*Work to complete*
Write out every entry exactly as given, but omit the pictures.
:: Dataset entries
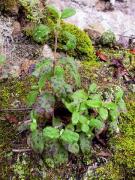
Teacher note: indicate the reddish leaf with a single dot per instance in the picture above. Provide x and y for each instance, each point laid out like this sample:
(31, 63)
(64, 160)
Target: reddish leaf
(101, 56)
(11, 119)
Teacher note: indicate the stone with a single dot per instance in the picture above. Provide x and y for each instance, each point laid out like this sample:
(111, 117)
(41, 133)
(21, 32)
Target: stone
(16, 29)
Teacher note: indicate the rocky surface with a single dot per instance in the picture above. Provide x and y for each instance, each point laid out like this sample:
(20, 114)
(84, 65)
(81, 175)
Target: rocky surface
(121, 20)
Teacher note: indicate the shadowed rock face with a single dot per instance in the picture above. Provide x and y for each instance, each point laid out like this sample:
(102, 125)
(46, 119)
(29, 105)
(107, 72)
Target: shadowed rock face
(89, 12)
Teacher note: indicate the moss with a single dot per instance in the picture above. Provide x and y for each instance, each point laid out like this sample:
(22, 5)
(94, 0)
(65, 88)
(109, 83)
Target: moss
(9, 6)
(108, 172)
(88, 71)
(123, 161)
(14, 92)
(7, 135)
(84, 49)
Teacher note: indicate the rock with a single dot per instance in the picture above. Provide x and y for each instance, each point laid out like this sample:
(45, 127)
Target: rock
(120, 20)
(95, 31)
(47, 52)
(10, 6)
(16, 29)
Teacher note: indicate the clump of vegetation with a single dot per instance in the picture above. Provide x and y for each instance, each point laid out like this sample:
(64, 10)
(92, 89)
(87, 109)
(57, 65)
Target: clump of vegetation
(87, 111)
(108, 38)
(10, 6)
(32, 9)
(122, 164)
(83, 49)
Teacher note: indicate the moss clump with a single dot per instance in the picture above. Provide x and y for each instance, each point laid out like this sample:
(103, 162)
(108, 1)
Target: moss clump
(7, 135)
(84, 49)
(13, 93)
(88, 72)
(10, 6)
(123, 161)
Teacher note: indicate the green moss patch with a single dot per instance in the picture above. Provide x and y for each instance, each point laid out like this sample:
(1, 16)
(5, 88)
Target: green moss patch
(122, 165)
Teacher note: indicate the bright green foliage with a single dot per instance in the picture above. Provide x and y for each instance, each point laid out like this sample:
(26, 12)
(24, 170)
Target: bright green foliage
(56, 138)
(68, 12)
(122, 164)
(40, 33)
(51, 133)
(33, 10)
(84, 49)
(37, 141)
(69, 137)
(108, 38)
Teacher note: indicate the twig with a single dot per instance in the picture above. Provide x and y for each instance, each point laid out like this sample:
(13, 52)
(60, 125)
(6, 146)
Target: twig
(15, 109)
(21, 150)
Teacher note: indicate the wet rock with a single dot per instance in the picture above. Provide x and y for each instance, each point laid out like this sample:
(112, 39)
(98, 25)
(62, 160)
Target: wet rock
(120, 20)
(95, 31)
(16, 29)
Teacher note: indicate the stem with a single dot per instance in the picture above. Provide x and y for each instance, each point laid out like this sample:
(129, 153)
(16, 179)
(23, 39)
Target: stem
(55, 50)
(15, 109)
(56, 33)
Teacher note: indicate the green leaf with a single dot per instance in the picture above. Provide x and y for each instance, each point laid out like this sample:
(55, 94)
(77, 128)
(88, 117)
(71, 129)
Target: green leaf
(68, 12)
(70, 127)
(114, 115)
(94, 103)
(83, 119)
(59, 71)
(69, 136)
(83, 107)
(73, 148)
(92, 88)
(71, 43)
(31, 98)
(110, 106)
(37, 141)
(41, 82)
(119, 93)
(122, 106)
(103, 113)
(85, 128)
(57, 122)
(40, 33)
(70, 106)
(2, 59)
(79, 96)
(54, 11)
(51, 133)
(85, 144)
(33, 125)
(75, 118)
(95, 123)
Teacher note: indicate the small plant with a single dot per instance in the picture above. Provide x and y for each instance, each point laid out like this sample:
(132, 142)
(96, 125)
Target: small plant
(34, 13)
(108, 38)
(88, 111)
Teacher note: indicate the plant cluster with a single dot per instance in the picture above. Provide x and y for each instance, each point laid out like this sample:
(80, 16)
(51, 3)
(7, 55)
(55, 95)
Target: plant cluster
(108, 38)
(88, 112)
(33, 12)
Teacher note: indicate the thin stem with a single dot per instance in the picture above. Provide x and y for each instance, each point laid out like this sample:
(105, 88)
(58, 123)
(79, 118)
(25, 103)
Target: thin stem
::::
*Task output*
Teacher note: indicate the reddish leaf with a single dot per instance in the picture above. Provide x and y for each instance, each point laid out like this sample:
(31, 63)
(64, 160)
Target: reddish leaf
(101, 56)
(11, 119)
Teacher note: indicate the stone with a single dot per instance in the picture above. Provide x and y for each instance, each point laid out like this sample:
(111, 117)
(41, 133)
(21, 32)
Target: stone
(16, 29)
Teacher note: indicate the rocky surface with a single dot per instance in the picture above. Provide x and y for each instance, each point laid out like this sample:
(20, 114)
(84, 65)
(81, 175)
Target: rocky surface
(121, 20)
Teacher note: indicate the shadowed rock face with a single dot per instance in the picture above. Provide x and y for each instance, each point laid out like this sample:
(102, 125)
(46, 119)
(29, 105)
(107, 72)
Target: shadowed rock face
(89, 12)
Teacher note: indicate the moss with a single dot per instance in the picture above. Provide x and y for each instance, each point laid out like this sample:
(22, 5)
(94, 0)
(65, 88)
(109, 83)
Target: moss
(9, 6)
(108, 172)
(88, 71)
(123, 161)
(14, 92)
(7, 135)
(84, 49)
Teacher note: indicate the rock with a single dot per instance in the picture above. Provide x and y for each instance, each point laid out like this sample:
(45, 127)
Target: rock
(120, 20)
(95, 31)
(47, 52)
(10, 6)
(16, 29)
Teacher note: indicate the clump of vegetation with a single dot per instance in the picture above. Provide x and y for each instance, each point laid out like this sample:
(64, 10)
(92, 89)
(87, 109)
(57, 65)
Target: clump of vegetation
(87, 111)
(108, 38)
(10, 6)
(32, 9)
(122, 164)
(83, 49)
Teacher note: indicate the moss clump with a single dot per instance in the picture above. Provide x and y for each instance, each point laid out like this sample:
(103, 162)
(108, 1)
Target: moss clump
(7, 135)
(84, 49)
(13, 93)
(88, 72)
(10, 6)
(123, 161)
Teacher note: indicate the green moss patch with a single dot per instance in the picture above. Provide x and y for each instance, each point laid out like this sample:
(1, 16)
(5, 88)
Target: green moss patch
(122, 165)
Teacher note: indicate the bright green foliage with a single dot per instance in the picture above. Provide x and y for each instance, each point laid out like this sample:
(26, 12)
(24, 170)
Target: bright green foliage
(56, 138)
(68, 12)
(122, 164)
(40, 33)
(51, 133)
(33, 10)
(84, 49)
(37, 141)
(69, 137)
(108, 38)
Teacher note: indicate the twig with a single dot per instance in the picture above. Provide x and y for each instance, each point laid out like this sample:
(13, 52)
(60, 125)
(6, 146)
Target: twig
(15, 109)
(21, 150)
Teacher note: indicate the wet rock with a single dot per instance in the picture above. Provide x and y for each instance, each point laid out like this sample:
(112, 39)
(98, 25)
(62, 160)
Target: wet rock
(120, 20)
(95, 31)
(16, 29)
Teacher note: indicate the stem with a single dot per instance in the picture above. Provide x and y for each instance, each point laid out like this sample:
(129, 153)
(16, 179)
(23, 39)
Target: stem
(55, 50)
(15, 109)
(56, 33)
Teacher note: indicate the green leaf with a single dot per instance in the picture above. Provide x and y for each instance, each point laid out like this sample:
(55, 94)
(77, 128)
(88, 117)
(71, 129)
Target: green leaf
(68, 12)
(70, 127)
(114, 115)
(94, 103)
(83, 119)
(59, 71)
(69, 136)
(83, 107)
(73, 148)
(92, 88)
(71, 43)
(31, 98)
(110, 106)
(37, 141)
(41, 82)
(119, 93)
(122, 106)
(103, 113)
(85, 128)
(57, 122)
(40, 33)
(70, 106)
(2, 59)
(79, 96)
(54, 11)
(51, 133)
(85, 144)
(33, 125)
(75, 118)
(95, 123)
Teacher note: indicate the small plant with a single dot per instance in the picture above. Provide x and y for each instance, each point laid out like this sample:
(132, 142)
(96, 125)
Target: small plant
(34, 13)
(108, 38)
(88, 111)
Teacher note: indicate the plant cluster with a single dot per instance in the picture above. Provide x and y for each instance, each point laid out like this sample:
(80, 16)
(51, 3)
(7, 55)
(55, 95)
Target: plant cluster
(108, 38)
(88, 112)
(33, 12)
Teacher note: indicate the thin stem with a single dot per instance in the picture above. Provide x and y for each instance, each point laid out like this sample:
(105, 88)
(58, 123)
(79, 118)
(25, 103)
Target: thin stem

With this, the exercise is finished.